Set exercise>
Extract, exactly as written, all lines of the material below from the line that includes "of the balcony." through its last line.

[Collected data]

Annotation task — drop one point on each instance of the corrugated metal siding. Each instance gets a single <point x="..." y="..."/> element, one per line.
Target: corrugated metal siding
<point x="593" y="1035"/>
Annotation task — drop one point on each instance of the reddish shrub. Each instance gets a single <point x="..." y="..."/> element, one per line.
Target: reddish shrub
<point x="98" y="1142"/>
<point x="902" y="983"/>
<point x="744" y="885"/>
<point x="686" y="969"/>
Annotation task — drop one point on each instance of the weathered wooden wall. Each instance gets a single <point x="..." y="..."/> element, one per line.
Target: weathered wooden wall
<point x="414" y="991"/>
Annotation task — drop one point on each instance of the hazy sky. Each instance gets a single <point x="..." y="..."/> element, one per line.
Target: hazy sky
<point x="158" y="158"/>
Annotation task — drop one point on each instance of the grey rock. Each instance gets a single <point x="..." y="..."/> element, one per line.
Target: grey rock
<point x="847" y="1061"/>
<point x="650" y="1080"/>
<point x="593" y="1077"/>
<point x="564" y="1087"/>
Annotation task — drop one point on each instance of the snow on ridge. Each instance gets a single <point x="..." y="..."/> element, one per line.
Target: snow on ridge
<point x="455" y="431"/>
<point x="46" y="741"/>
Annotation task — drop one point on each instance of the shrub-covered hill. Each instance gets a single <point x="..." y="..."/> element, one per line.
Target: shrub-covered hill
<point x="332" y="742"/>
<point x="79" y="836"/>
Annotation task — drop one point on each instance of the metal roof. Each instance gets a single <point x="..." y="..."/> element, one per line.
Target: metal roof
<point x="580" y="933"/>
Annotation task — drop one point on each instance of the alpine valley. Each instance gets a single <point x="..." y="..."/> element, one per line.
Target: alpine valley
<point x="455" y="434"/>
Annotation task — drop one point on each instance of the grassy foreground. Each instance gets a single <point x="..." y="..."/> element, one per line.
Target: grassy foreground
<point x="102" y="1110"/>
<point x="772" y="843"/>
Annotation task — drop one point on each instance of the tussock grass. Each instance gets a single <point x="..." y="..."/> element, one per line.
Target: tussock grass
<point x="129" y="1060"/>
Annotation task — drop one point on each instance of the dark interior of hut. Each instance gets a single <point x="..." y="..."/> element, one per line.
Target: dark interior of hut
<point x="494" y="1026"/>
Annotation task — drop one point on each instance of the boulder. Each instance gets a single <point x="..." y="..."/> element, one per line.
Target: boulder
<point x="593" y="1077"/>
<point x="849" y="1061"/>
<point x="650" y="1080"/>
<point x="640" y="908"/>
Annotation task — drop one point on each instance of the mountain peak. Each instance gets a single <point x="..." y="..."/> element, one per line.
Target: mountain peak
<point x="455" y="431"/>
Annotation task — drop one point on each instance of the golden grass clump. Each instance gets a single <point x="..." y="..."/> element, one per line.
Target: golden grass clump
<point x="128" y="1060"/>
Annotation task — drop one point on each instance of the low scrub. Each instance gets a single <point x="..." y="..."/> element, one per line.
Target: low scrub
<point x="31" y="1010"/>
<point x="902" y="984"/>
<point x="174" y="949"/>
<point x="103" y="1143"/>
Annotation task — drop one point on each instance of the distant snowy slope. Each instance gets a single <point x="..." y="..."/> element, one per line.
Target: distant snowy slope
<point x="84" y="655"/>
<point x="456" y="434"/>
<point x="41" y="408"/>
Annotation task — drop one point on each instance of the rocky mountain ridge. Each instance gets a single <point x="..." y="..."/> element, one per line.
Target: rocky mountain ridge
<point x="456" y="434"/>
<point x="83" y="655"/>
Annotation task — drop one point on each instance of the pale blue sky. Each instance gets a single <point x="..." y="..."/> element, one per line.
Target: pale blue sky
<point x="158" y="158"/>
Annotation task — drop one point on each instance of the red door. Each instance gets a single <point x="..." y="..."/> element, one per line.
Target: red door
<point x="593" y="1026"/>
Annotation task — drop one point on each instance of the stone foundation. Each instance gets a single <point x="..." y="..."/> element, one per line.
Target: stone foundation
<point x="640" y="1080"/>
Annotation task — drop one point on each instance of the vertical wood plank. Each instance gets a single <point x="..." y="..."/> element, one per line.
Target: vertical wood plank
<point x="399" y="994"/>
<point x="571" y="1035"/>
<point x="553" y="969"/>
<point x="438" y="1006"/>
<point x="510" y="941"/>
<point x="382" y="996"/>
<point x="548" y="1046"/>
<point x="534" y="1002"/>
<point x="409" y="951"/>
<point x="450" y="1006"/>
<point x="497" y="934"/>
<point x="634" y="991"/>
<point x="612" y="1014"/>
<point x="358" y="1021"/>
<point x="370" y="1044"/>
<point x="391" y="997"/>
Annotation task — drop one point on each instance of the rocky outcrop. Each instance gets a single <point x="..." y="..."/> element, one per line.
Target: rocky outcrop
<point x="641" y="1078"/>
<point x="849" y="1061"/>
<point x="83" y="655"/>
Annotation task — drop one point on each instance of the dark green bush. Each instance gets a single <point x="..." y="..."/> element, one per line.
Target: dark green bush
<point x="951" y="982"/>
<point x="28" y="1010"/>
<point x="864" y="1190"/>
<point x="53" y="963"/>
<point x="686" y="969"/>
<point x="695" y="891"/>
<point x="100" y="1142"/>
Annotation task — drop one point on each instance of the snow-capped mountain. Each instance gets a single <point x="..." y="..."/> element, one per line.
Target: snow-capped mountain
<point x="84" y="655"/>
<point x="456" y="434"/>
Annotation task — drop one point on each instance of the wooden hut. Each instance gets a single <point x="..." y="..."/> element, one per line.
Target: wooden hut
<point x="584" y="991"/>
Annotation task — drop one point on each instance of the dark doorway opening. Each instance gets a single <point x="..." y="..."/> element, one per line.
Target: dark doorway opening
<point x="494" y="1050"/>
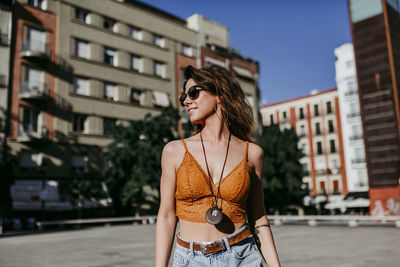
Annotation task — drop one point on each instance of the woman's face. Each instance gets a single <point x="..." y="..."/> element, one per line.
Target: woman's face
<point x="202" y="107"/>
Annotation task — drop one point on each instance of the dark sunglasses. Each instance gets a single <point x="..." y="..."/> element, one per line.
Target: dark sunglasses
<point x="193" y="93"/>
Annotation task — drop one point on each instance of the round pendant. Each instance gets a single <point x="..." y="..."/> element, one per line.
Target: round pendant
<point x="214" y="215"/>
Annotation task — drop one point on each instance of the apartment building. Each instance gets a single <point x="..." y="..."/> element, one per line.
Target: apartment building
<point x="352" y="131"/>
<point x="214" y="49"/>
<point x="80" y="67"/>
<point x="316" y="120"/>
<point x="376" y="39"/>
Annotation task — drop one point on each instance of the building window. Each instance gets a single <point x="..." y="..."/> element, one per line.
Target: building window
<point x="159" y="69"/>
<point x="332" y="146"/>
<point x="158" y="40"/>
<point x="319" y="148"/>
<point x="317" y="128"/>
<point x="81" y="86"/>
<point x="29" y="121"/>
<point x="82" y="14"/>
<point x="136" y="63"/>
<point x="109" y="24"/>
<point x="78" y="163"/>
<point x="301" y="110"/>
<point x="109" y="56"/>
<point x="316" y="110"/>
<point x="78" y="122"/>
<point x="135" y="33"/>
<point x="136" y="96"/>
<point x="186" y="50"/>
<point x="331" y="129"/>
<point x="110" y="91"/>
<point x="328" y="107"/>
<point x="81" y="48"/>
<point x="108" y="125"/>
<point x="38" y="3"/>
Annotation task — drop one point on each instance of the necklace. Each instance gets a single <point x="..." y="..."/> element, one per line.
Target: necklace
<point x="214" y="215"/>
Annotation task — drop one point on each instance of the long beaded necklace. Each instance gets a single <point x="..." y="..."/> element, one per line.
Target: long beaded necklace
<point x="214" y="215"/>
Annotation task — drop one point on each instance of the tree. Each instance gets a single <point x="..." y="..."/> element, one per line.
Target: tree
<point x="135" y="160"/>
<point x="282" y="175"/>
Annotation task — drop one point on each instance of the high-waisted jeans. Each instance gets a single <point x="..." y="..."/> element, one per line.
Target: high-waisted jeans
<point x="243" y="253"/>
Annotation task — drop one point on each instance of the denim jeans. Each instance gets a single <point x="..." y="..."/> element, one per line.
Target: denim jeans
<point x="244" y="253"/>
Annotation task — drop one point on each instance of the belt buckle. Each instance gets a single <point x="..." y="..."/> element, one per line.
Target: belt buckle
<point x="203" y="248"/>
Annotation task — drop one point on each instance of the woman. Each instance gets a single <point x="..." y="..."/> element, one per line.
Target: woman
<point x="211" y="181"/>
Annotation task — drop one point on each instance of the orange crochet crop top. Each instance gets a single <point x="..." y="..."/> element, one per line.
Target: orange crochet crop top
<point x="193" y="196"/>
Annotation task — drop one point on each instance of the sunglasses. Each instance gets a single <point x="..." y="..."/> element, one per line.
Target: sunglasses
<point x="193" y="93"/>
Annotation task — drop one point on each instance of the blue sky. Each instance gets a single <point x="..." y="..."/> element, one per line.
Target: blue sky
<point x="292" y="40"/>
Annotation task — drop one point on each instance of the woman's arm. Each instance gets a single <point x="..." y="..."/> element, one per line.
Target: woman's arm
<point x="256" y="212"/>
<point x="166" y="218"/>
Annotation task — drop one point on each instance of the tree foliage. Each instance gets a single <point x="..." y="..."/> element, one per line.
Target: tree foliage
<point x="134" y="157"/>
<point x="282" y="175"/>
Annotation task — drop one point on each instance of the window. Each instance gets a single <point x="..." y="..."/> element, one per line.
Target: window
<point x="78" y="163"/>
<point x="109" y="24"/>
<point x="317" y="128"/>
<point x="82" y="14"/>
<point x="136" y="96"/>
<point x="316" y="110"/>
<point x="78" y="121"/>
<point x="109" y="56"/>
<point x="81" y="86"/>
<point x="332" y="146"/>
<point x="108" y="124"/>
<point x="135" y="33"/>
<point x="110" y="91"/>
<point x="159" y="69"/>
<point x="301" y="110"/>
<point x="81" y="48"/>
<point x="37" y="3"/>
<point x="329" y="107"/>
<point x="35" y="40"/>
<point x="158" y="40"/>
<point x="186" y="50"/>
<point x="136" y="62"/>
<point x="29" y="121"/>
<point x="319" y="148"/>
<point x="331" y="129"/>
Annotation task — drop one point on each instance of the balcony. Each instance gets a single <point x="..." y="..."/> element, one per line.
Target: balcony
<point x="357" y="160"/>
<point x="34" y="90"/>
<point x="35" y="50"/>
<point x="355" y="137"/>
<point x="31" y="132"/>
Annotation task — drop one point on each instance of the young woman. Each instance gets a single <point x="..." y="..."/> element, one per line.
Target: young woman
<point x="211" y="181"/>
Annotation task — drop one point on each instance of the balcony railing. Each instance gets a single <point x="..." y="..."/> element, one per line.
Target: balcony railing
<point x="30" y="132"/>
<point x="355" y="137"/>
<point x="35" y="49"/>
<point x="358" y="160"/>
<point x="353" y="114"/>
<point x="33" y="90"/>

Solution for this problem>
Annotation task — drop one point on each instance of the balcony. Each instance gets a single <point x="..." y="..."/> element, one per line.
Target: balcony
<point x="357" y="160"/>
<point x="34" y="90"/>
<point x="35" y="50"/>
<point x="355" y="137"/>
<point x="31" y="132"/>
Annotation task — drop one point on each instance of the young woman. Each instance gets a single <point x="..." y="..."/> element, one per line.
Target: young woman
<point x="211" y="181"/>
Annotation task — drop one point on each instance of the balcony railing. Each instance gets a single <point x="..." y="..."/> element, one per line.
Target: balcony railing
<point x="30" y="132"/>
<point x="355" y="137"/>
<point x="35" y="49"/>
<point x="358" y="160"/>
<point x="353" y="114"/>
<point x="33" y="90"/>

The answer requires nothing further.